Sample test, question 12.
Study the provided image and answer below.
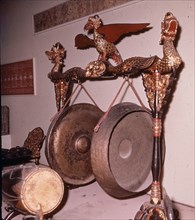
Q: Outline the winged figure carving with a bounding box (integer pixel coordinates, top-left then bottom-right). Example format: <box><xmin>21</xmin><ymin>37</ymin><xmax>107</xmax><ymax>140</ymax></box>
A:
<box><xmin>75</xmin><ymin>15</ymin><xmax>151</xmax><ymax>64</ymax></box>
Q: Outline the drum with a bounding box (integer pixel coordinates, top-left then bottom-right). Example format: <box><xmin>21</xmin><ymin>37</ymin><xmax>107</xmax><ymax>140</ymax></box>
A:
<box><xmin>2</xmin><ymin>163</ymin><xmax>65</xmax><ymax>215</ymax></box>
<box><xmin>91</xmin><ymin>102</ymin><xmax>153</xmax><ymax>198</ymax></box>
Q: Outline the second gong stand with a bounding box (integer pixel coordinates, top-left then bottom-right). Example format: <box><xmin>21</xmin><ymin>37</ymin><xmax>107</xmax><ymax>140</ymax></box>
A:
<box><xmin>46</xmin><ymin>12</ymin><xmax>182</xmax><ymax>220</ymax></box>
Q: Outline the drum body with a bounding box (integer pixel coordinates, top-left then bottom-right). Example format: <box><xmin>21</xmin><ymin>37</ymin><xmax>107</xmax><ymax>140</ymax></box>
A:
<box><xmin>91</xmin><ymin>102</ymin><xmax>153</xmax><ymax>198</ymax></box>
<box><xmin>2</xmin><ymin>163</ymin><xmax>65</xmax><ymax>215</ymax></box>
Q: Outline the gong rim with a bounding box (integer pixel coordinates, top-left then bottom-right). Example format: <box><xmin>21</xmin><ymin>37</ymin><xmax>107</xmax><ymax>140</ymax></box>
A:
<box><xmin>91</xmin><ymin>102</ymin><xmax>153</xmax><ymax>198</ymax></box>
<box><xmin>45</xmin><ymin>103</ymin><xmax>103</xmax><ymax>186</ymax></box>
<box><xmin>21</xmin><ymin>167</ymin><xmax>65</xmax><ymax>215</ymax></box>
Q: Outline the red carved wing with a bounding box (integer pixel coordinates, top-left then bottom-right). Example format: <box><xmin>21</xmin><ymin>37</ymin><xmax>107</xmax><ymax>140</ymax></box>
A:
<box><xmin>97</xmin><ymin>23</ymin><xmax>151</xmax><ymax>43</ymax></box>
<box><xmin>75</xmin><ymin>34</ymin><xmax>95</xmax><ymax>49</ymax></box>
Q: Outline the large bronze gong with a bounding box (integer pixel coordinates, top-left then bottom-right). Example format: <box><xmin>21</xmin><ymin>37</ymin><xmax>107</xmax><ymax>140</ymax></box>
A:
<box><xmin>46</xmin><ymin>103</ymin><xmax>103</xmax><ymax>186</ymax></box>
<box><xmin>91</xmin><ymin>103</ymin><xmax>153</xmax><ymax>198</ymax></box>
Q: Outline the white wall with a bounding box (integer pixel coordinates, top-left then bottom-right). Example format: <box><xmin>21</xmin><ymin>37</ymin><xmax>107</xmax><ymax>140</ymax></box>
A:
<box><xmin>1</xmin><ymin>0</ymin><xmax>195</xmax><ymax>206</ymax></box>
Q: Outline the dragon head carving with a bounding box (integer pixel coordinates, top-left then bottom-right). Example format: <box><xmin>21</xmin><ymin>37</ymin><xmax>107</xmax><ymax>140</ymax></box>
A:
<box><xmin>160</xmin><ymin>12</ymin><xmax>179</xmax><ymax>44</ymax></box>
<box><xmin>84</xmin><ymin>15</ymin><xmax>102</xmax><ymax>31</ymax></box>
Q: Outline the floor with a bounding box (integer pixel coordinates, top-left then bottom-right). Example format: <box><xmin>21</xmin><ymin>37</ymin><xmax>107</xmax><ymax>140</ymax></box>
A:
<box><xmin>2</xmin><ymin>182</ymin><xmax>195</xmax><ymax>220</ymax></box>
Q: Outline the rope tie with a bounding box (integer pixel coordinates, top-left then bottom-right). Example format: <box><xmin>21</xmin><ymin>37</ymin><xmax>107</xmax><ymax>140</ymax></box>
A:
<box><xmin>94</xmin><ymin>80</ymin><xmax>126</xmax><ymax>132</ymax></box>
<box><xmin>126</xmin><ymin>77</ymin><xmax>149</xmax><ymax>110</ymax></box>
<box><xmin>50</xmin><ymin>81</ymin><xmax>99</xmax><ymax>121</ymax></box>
+---+
_Stated task_
Arrange every line of the entries above as a JSON list of strings, one string per line, skipping blank lines and leaving the pictures out.

_Exercise response_
[
  "Sample test, question 12.",
  "Study the provided image and answer below.",
  "Q: Outline the winged figure carving with a bounding box (integer pixel coordinates, top-left then bottom-right). Example format: <box><xmin>21</xmin><ymin>37</ymin><xmax>107</xmax><ymax>140</ymax></box>",
  "A:",
  "<box><xmin>75</xmin><ymin>15</ymin><xmax>151</xmax><ymax>64</ymax></box>",
  "Q: Outline the drum with a bounding box (integer pixel coordinates, top-left then bottom-right). Example format: <box><xmin>21</xmin><ymin>37</ymin><xmax>107</xmax><ymax>140</ymax></box>",
  "A:",
  "<box><xmin>2</xmin><ymin>163</ymin><xmax>65</xmax><ymax>215</ymax></box>",
  "<box><xmin>91</xmin><ymin>102</ymin><xmax>153</xmax><ymax>198</ymax></box>",
  "Q: Outline the second gong stand with a bounding box (integer pixel coordinates, top-left then bottom-right). Example format: <box><xmin>21</xmin><ymin>37</ymin><xmax>107</xmax><ymax>140</ymax></box>",
  "A:",
  "<box><xmin>46</xmin><ymin>12</ymin><xmax>182</xmax><ymax>220</ymax></box>",
  "Q: Outline the drum body with a bounding box (integer pixel coordinates, top-left then bottom-right). Example format: <box><xmin>21</xmin><ymin>37</ymin><xmax>107</xmax><ymax>140</ymax></box>",
  "A:",
  "<box><xmin>91</xmin><ymin>102</ymin><xmax>153</xmax><ymax>198</ymax></box>",
  "<box><xmin>2</xmin><ymin>163</ymin><xmax>65</xmax><ymax>215</ymax></box>",
  "Q: Outline the gong rim with a bounding box (integer pixel coordinates, top-left then bottom-right). Example format: <box><xmin>21</xmin><ymin>37</ymin><xmax>107</xmax><ymax>140</ymax></box>",
  "A:",
  "<box><xmin>91</xmin><ymin>102</ymin><xmax>153</xmax><ymax>198</ymax></box>",
  "<box><xmin>45</xmin><ymin>103</ymin><xmax>103</xmax><ymax>186</ymax></box>",
  "<box><xmin>21</xmin><ymin>167</ymin><xmax>65</xmax><ymax>215</ymax></box>",
  "Q: Outline the red carved wing with a bounding box (integer pixel coordinates, top-left then bottom-right). Example format: <box><xmin>21</xmin><ymin>37</ymin><xmax>107</xmax><ymax>140</ymax></box>",
  "A:",
  "<box><xmin>97</xmin><ymin>23</ymin><xmax>151</xmax><ymax>43</ymax></box>",
  "<box><xmin>75</xmin><ymin>34</ymin><xmax>95</xmax><ymax>49</ymax></box>",
  "Q: Outline the large bronze gong with a bounding box (integer pixel coordinates, top-left then bottom-right). Example format: <box><xmin>21</xmin><ymin>37</ymin><xmax>107</xmax><ymax>140</ymax></box>",
  "A:",
  "<box><xmin>46</xmin><ymin>103</ymin><xmax>103</xmax><ymax>186</ymax></box>",
  "<box><xmin>91</xmin><ymin>103</ymin><xmax>153</xmax><ymax>198</ymax></box>",
  "Q: Outline the white wall with a bounding box (integer pixel coordinates, top-left then bottom-right). Example format: <box><xmin>21</xmin><ymin>37</ymin><xmax>107</xmax><ymax>140</ymax></box>",
  "A:",
  "<box><xmin>1</xmin><ymin>0</ymin><xmax>195</xmax><ymax>206</ymax></box>",
  "Q: Outline the dragon head carving with a bounding box (integer pixel coordinates, top-left then bottom-right). Example format: <box><xmin>21</xmin><ymin>37</ymin><xmax>107</xmax><ymax>140</ymax></box>",
  "A:",
  "<box><xmin>160</xmin><ymin>12</ymin><xmax>179</xmax><ymax>44</ymax></box>",
  "<box><xmin>84</xmin><ymin>15</ymin><xmax>102</xmax><ymax>31</ymax></box>",
  "Q: Outline the floor with a bounding box (integer pixel coordinates, top-left then bottom-right). Example format: <box><xmin>21</xmin><ymin>37</ymin><xmax>107</xmax><ymax>140</ymax></box>",
  "A:",
  "<box><xmin>2</xmin><ymin>182</ymin><xmax>195</xmax><ymax>220</ymax></box>",
  "Q: Outline the rope tie with a bounding box (integer pixel coordinates, top-left then bottom-right). Example format: <box><xmin>21</xmin><ymin>37</ymin><xmax>107</xmax><ymax>140</ymax></box>",
  "A:",
  "<box><xmin>94</xmin><ymin>80</ymin><xmax>126</xmax><ymax>132</ymax></box>",
  "<box><xmin>126</xmin><ymin>77</ymin><xmax>149</xmax><ymax>110</ymax></box>",
  "<box><xmin>50</xmin><ymin>81</ymin><xmax>99</xmax><ymax>121</ymax></box>"
]